TASK BRIEF >> Reproduce each of the items below word for word.

DATA EXTRACT >>

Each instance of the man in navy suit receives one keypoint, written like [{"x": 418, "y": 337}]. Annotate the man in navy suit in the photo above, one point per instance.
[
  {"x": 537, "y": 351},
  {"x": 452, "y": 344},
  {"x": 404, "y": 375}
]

ANSWER TO THIS EXERCISE >>
Each instance of the man in navy suit receives one keypoint, written like [{"x": 418, "y": 337}]. Annotate the man in navy suit in the photo above, one point per instance.
[
  {"x": 537, "y": 351},
  {"x": 452, "y": 344},
  {"x": 404, "y": 375}
]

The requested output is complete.